→ **Document extract**
***

The 2006–07 season was the 62nd full season of league football for Ipswich Town. The club played in the Football League Championship for the 2006–07 season, whilst also competing in the FA Cup and League Cup.

Events
5 June 2006 - Jim Magilton replaces Joe Royle as manager.
19 November 2006 - Town defeat Norwich City 3–1 in the East Anglian derby, with Danny Haynes scoring two late goals.
28 April 2007 - Ipswich effectively relegate Leeds United with a draw at Elland Road. The game is stopped half a minute early because of crowd trouble, with the responsible fans removed from the ground. Referee Nigel Miller controversially brings the teams back out to end the game. Ipswich hold on to a draw and would have won the game had their goals not been ruled out for offside.

Season summary

Pre-season

The 2006–07 season was a transitional season for Ipswich Town. Joe Royle left his position as manager and was replaced by Jim Magilton on 5 June 2006, who was making the move from player to manager. Magilton continued to be registered as a player at the club although he would only feature in the first-team in an emergency situation. Following his appointment he stated that he was intending to play in reserve team games to use his experience to help the club's young players develop. Bryan Klug was appointed as first-team coach alongside Magilton. He thanked Ipswich's fans for the positive reaction to his appointment once he had been revealed as the club's new manager. 

Following his appointment as manager, Magilton named Canadian international centre-back Jason de Vos as Ipswich's new club captain. Magilton also appointed new members to his coaching and back-room staff. Steve Foley was appointed as a coach on 9 June, who had been appointed to work with both the academy and first-team, club physio Dave Williams was named the head of Ipswich's newly created sports science department.

Ipswich were still financially recovering from administration, with limited funds restricting the playing budget. Magilton's first signing as manager saw Alex Bruce arrive from Birmingham City on a free transfer on 2 August 2006. Ian Westlake was sold to Leeds United on 4 August for a reported fee of £400,000, potentially rising to £500,000 with add-ons, in a deal which also saw Dan Harding move in the other direction, signing a three-year deal with Ipswich. French midfielder Sylvain Legwinski also joined on a free transfer from Fulham on 31 August, signing a two-year contract with the club. Strikers Sam Parkin and Nicky Forster also departed for fees, joining Luton Town and Hull City respectively before the end of August. Magilton also utilized the loan market, with midfielders Simon Walton and Mark Noble joining on loan from Charlton Athletic and West Ham United respectively. Republic of Ireland striker Jon Macken also joined on loan until January from Crystal Palace.

***

[Saved data entries]
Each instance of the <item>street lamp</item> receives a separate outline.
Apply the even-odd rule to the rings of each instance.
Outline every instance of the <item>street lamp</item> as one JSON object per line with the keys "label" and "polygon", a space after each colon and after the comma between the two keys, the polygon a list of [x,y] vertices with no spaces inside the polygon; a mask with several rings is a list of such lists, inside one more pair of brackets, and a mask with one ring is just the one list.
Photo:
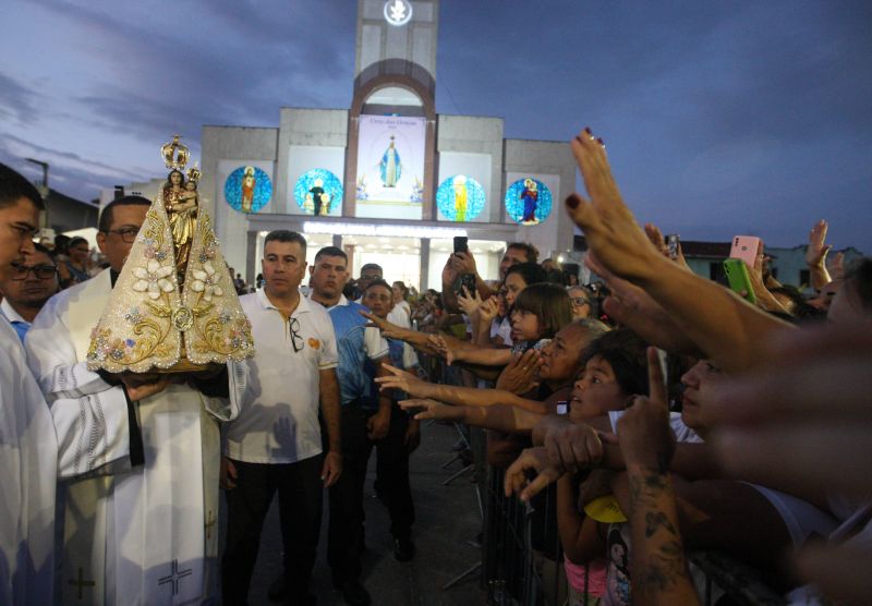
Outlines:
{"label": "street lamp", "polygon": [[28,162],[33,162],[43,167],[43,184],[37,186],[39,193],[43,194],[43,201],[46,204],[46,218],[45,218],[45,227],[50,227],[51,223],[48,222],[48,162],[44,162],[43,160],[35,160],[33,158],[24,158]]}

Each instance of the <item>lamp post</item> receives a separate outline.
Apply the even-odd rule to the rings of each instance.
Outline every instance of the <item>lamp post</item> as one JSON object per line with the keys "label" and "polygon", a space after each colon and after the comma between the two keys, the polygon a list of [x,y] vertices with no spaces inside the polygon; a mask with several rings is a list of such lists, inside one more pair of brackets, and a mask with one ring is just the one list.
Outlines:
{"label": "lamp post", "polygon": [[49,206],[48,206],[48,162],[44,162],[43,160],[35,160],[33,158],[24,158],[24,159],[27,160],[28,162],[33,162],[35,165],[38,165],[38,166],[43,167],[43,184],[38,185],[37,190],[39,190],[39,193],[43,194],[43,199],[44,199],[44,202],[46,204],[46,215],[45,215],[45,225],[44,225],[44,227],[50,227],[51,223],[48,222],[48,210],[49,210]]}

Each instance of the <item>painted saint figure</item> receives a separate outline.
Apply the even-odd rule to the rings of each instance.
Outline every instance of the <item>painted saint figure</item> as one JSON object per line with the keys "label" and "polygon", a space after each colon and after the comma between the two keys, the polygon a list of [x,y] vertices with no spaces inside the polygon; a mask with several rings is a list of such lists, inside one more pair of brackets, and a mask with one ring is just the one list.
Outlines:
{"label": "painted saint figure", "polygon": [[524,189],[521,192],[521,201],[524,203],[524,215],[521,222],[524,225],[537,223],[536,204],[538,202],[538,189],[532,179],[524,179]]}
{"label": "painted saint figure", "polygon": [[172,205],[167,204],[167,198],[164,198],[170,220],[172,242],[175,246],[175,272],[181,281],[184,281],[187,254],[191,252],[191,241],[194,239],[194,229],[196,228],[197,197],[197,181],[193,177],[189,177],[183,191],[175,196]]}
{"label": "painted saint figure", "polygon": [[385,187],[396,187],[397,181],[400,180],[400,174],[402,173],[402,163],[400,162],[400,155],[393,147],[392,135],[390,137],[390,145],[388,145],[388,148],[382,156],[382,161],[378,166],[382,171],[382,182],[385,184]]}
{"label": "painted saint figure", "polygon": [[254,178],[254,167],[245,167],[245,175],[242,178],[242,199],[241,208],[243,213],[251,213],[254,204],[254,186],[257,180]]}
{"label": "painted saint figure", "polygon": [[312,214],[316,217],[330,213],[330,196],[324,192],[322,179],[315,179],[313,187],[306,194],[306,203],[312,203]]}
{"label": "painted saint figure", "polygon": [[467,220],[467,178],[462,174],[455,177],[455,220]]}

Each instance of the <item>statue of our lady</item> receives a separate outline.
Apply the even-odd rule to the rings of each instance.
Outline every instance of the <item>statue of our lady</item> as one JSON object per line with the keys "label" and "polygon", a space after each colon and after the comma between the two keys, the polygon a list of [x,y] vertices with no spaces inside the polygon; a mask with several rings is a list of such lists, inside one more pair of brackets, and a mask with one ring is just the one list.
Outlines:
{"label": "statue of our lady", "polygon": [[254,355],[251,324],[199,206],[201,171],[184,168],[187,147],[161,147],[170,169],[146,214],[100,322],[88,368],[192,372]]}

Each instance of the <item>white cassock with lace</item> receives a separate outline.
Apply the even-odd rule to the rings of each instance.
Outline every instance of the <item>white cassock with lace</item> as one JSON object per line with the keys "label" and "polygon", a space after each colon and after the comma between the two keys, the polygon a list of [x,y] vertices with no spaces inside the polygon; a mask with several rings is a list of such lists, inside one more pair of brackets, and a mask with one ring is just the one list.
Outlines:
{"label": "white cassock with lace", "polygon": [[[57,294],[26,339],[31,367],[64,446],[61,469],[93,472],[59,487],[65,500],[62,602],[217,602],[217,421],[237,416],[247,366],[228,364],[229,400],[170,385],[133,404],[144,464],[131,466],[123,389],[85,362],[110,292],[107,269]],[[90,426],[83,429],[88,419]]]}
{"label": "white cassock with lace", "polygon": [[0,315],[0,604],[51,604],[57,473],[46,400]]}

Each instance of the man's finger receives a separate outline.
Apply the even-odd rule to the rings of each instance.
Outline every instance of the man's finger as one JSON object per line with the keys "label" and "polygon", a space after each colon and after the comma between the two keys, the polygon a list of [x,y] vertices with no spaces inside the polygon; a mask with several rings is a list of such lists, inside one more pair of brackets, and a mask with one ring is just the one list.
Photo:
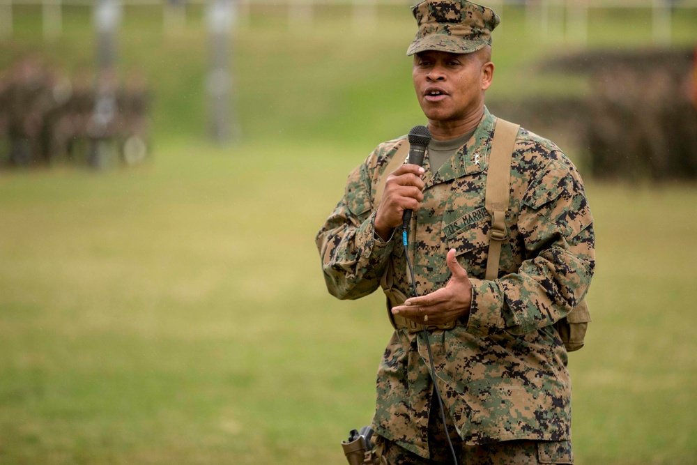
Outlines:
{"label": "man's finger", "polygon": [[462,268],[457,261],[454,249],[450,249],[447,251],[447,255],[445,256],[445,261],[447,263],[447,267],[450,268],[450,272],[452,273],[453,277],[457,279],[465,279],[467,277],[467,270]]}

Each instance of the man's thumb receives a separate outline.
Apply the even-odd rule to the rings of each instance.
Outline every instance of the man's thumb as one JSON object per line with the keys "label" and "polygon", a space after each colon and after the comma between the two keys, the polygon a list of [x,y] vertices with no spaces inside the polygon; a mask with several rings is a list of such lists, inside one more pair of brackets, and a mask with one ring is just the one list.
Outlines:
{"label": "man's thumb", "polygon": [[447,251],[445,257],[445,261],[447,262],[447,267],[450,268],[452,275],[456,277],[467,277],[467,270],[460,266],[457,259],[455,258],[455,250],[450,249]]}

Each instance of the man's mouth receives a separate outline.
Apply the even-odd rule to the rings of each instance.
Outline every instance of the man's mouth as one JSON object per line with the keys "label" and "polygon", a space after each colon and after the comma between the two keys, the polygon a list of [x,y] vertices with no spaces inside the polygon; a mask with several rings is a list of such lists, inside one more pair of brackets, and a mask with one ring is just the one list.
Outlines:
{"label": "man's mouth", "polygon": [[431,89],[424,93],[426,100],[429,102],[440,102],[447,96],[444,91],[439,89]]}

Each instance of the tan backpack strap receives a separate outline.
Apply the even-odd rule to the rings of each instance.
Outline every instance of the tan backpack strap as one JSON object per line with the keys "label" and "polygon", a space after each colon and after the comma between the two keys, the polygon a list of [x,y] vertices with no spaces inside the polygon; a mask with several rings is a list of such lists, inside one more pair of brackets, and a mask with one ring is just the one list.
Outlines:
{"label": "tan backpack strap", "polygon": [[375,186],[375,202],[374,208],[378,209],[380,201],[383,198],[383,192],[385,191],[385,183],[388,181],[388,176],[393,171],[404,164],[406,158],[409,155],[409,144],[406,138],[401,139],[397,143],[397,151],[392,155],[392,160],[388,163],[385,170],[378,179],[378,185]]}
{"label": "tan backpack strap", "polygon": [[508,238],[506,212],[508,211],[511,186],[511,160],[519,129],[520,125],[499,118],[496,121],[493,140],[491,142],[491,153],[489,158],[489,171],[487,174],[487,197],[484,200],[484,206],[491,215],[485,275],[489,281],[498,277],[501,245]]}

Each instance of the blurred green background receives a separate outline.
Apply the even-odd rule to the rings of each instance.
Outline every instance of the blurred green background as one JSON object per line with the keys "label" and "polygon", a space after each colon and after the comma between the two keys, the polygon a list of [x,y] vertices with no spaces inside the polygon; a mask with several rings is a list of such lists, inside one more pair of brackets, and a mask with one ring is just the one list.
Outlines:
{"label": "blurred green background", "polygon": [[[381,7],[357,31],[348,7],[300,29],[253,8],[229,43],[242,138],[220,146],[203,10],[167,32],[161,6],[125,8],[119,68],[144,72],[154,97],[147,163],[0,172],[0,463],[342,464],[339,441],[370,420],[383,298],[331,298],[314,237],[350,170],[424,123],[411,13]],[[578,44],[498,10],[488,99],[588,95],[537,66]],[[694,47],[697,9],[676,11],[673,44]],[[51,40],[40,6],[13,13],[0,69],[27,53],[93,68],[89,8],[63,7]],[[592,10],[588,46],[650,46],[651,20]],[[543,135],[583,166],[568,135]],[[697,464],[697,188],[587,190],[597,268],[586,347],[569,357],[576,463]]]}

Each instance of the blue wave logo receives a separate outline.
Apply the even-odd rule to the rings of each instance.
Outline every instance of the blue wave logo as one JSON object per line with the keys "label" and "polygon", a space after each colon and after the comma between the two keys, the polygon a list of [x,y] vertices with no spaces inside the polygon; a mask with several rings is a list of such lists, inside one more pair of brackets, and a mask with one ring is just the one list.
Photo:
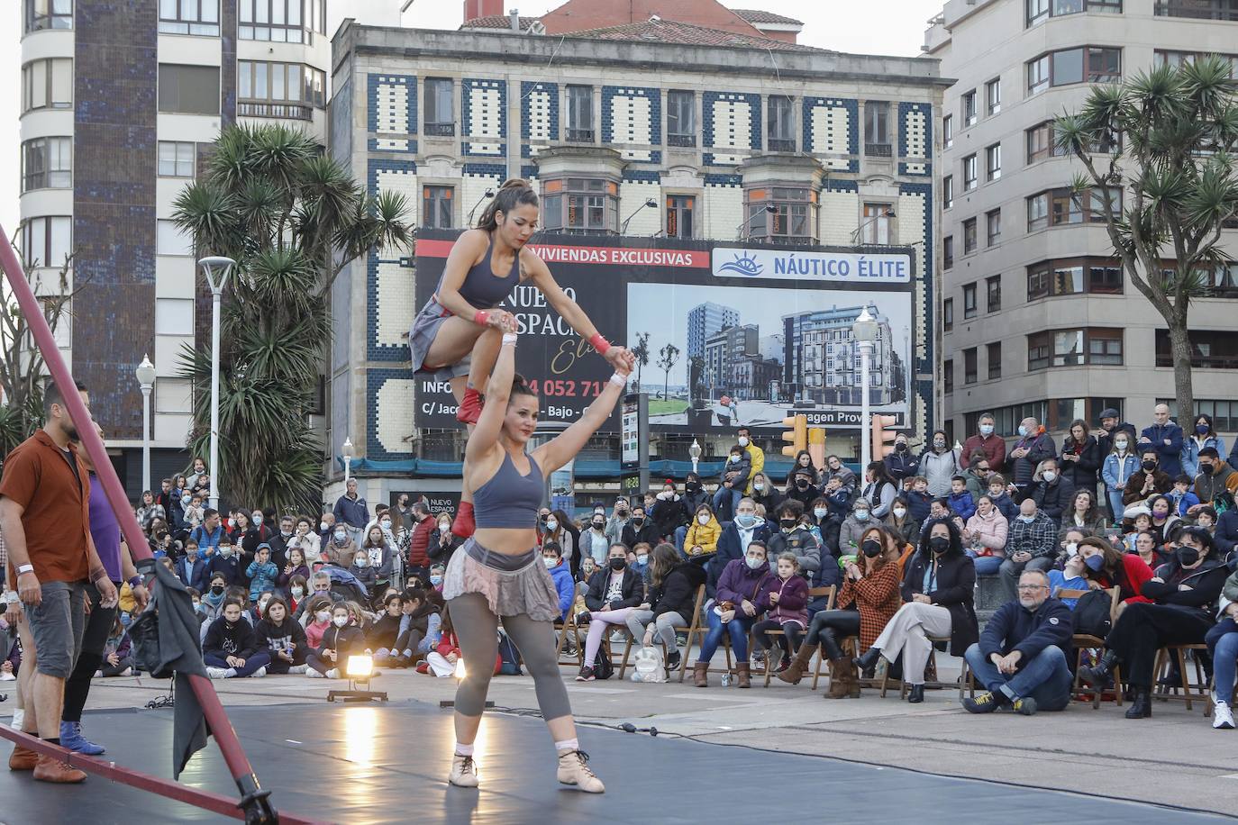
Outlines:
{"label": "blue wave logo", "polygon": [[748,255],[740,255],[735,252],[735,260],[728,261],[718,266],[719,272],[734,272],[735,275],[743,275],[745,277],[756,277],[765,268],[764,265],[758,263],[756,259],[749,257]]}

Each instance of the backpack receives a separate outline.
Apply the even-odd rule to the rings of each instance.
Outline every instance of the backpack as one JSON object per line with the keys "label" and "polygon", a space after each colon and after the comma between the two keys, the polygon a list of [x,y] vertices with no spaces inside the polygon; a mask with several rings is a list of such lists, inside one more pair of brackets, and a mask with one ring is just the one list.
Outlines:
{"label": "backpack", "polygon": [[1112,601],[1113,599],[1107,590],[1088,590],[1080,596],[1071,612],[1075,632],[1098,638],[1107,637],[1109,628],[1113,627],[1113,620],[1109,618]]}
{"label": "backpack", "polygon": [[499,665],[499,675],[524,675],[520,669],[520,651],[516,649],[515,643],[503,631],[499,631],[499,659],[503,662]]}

***

→ **Set problem 1**
Print everything in the Ipswich Town season article from "28 April 2007" down to "out for offside.".
→ **Set problem 2**
List every player the Ipswich Town season article says joined Ipswich, whether on a transfer or on loan, in its pre-season section.

→ **Correct result 1**
28 April 2007 - Ipswich effectively relegate Leeds United with a draw at Elland Road. The game is stopped half a minute early because of crowd trouble, with the responsible fans removed from the ground. Referee Nigel Miller controversially brings the teams back out to end the game. Ipswich hold on to a draw and would have won the game had their goals not been ruled out for offside.

→ **Correct result 2**
Alex Bruce, Dan Harding, Sylvain Legwinski, Simon Walton, Mark Noble, Jon Macken